STATED GOAL: Reproduce the material below with every "service" swapped for "endpoint", leaving everything else as it stands.

SUPPLIED RECORDS:
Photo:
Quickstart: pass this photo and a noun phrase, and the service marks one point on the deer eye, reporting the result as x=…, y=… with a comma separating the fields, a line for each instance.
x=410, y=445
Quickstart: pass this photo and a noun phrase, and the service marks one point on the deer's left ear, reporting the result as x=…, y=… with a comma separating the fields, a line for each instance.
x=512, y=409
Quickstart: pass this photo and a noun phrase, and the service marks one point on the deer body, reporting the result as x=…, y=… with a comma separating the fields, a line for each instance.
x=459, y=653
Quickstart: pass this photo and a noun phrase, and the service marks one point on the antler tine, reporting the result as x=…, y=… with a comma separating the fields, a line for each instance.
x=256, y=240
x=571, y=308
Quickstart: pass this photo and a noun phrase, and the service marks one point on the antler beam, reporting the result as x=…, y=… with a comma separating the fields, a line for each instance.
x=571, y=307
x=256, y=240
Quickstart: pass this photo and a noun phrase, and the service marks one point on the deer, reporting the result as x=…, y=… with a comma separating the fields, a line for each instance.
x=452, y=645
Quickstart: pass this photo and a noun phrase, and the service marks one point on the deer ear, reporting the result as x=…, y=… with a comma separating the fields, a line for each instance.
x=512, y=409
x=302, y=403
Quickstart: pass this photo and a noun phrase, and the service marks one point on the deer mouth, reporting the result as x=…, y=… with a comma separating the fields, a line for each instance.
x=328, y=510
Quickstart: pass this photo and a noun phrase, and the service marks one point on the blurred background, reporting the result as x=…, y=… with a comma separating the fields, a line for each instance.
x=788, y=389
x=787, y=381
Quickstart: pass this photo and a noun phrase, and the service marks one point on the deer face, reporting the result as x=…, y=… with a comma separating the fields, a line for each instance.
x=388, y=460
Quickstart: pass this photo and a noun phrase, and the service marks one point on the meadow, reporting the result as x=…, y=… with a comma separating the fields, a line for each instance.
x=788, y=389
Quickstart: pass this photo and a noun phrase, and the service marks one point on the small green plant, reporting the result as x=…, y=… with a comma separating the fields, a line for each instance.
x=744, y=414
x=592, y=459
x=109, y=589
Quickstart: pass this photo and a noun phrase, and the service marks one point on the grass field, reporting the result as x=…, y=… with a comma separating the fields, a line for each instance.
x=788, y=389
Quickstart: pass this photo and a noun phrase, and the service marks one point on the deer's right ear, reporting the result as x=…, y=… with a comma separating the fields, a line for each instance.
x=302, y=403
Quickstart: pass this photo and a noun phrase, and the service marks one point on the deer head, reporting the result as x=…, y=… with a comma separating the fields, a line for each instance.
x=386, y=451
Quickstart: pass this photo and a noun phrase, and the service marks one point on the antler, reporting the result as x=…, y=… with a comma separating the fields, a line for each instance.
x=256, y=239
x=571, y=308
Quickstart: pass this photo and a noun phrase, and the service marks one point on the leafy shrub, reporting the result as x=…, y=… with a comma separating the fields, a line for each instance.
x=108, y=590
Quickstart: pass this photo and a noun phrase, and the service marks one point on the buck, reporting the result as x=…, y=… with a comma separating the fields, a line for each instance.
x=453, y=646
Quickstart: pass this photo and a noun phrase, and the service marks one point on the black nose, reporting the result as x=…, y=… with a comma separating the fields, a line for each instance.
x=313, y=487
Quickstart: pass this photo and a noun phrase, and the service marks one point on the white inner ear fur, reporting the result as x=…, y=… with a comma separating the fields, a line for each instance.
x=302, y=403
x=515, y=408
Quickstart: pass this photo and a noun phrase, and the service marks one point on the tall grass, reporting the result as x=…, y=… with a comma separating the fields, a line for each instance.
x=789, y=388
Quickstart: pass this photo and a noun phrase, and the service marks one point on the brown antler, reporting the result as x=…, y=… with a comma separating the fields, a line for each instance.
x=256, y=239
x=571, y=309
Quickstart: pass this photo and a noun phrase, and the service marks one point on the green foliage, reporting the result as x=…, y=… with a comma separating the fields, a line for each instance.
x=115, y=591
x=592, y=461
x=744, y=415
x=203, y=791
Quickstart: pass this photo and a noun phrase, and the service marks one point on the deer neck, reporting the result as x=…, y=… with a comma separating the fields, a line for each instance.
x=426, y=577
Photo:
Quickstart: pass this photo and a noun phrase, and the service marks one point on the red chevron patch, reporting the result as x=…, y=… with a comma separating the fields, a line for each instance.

WRITTEN REPLY:
Photo:
Quickstart: pass this photo and a noun phrase, and the endpoint marks one point on the deer eye, reporting the result as x=…, y=… with a comma separating the fields, a line for each instance.
x=410, y=445
Quickstart: pass this photo and a noun phrase, and the endpoint marks one point on the deer's left ear, reporting the result as x=…, y=… with a comma separating the fields, a line for each instance.
x=512, y=409
Quickstart: pass this photo and a noun phrase, and the endpoint marks one point on the deer body, reporting the result as x=…, y=… with a comma separating the fields, a line for each instance.
x=459, y=653
Quickstart: pass this photo and a noun phrase, and the endpoint marks one point on the antler tine, reporting the result as x=…, y=… with a comma separating the fields, a line for each instance.
x=256, y=240
x=571, y=308
Quickstart: pass this photo and a noun phrase, and the endpoint marks one point on the antler beam, reporting the result as x=…, y=… with a comma separating the fields, a line for each instance.
x=571, y=307
x=256, y=240
Quickstart: pass this photo and a noun phrase, and the endpoint marks one point on the deer, reporting the result as x=…, y=… with a comma separating the fields, a line for each instance.
x=452, y=645
Quickstart: pass this photo and a noun phrase, and the endpoint marks one point on the deer ear, reporting the result as x=…, y=… with a comma separating the fields, a line for each instance.
x=512, y=409
x=302, y=403
Quickstart: pass this photo and a noun phrase, and the endpoint marks one point on the deer mouth, reporting the result as x=…, y=… with a comma separating the fields, a line for each instance.
x=328, y=510
Quickstart: pass this photo and a noun phrase, and the endpoint marks one point on the blurred background, reporting the result as x=…, y=… with a comma separating the fields, a line for each instance.
x=788, y=389
x=787, y=381
Quickstart: pass this photo and a noun phrase, and the endpoint marks one point on the deer face, reporting the result as x=…, y=… with a comma separating the fields, a line for each instance.
x=388, y=460
Quickstart: pass this photo and a noun phrase, and the endpoint marks one point on the meadow, reporting the result as x=…, y=… with a comma separating the fields, a line for each instance.
x=788, y=389
Quickstart: pass this photo and a noun phrase, and the endpoint marks one point on the small green plant, reporting the result as x=…, y=… with a comma separating the fields, a line for each instance.
x=744, y=414
x=592, y=459
x=109, y=589
Quickstart: pass this photo and a noun phrase, and the endpoint marks one point on the grass field, reporting the result as x=…, y=… with a comma separating the fields, a line for each instance.
x=788, y=389
Quickstart: pass this photo and a noun phrase, and the endpoint marks one point on the deer's right ear, reporting the result as x=…, y=… with a comma separating the fields, a line for each instance.
x=302, y=403
Quickstart: pass this photo and a noun phrase, and the endpoint marks one point on the deer head, reporting the result as x=…, y=… with a comma separating the fields, a line for each instance.
x=386, y=451
Quickstart: pass this photo and a noun phrase, and the endpoint marks one point on the antler, reporting the result as x=…, y=… with a comma separating the fields, a line for each instance.
x=256, y=239
x=571, y=308
Quickstart: pass this photo and a noun phrase, and the endpoint marks one point on the leafy shrub, reporting the result as x=…, y=… with a comma separating the fields, a line for each instance.
x=108, y=590
Quickstart: pass this photo and a noun phrase, and the endpoint marks one point on the buck, reporting the result as x=…, y=… with a comma separating the fields, a line for each instance.
x=453, y=646
Quickstart: pass this photo and a noun phrase, and the endpoint marks one point on the black nose, reporting the result as x=…, y=… with a comma separating the fields, a line for each instance.
x=313, y=487
Quickstart: pass this photo and a noun phrase, and the endpoint marks one point on the white inner ear fur, reporting the result as x=…, y=… with a comma separating the fields, a line for each instance.
x=302, y=403
x=515, y=408
Quickstart: pass this photo and a noun phrase, and the endpoint marks one point on the tall grass, reporting the result as x=…, y=… with a comma separating the fields, a line for each instance.
x=789, y=388
Quickstart: pass this photo and a noun phrase, and the endpoint marks one point on the brown antler, reporting the result as x=…, y=… with a comma separating the fields, a line for each instance.
x=256, y=239
x=571, y=309
Quickstart: pass this photo and a noun phrase, and the endpoint marks one point on the green foliage, reporting the result as x=…, y=… with a comma separating the fields, a line for each instance.
x=115, y=591
x=592, y=461
x=744, y=415
x=203, y=791
Quickstart: pass this photo and a noun phrase, and the endpoint marks one point on the deer neck, reporting the result as x=…, y=… with a comma separating the fields, a line for each instance.
x=426, y=577
Photo:
Quickstart: pass this photo and a noun phrase, and the endpoint marks one point on the red chevron patch, reporting the result as x=…, y=… with a comma separating the fields, a line for each instance.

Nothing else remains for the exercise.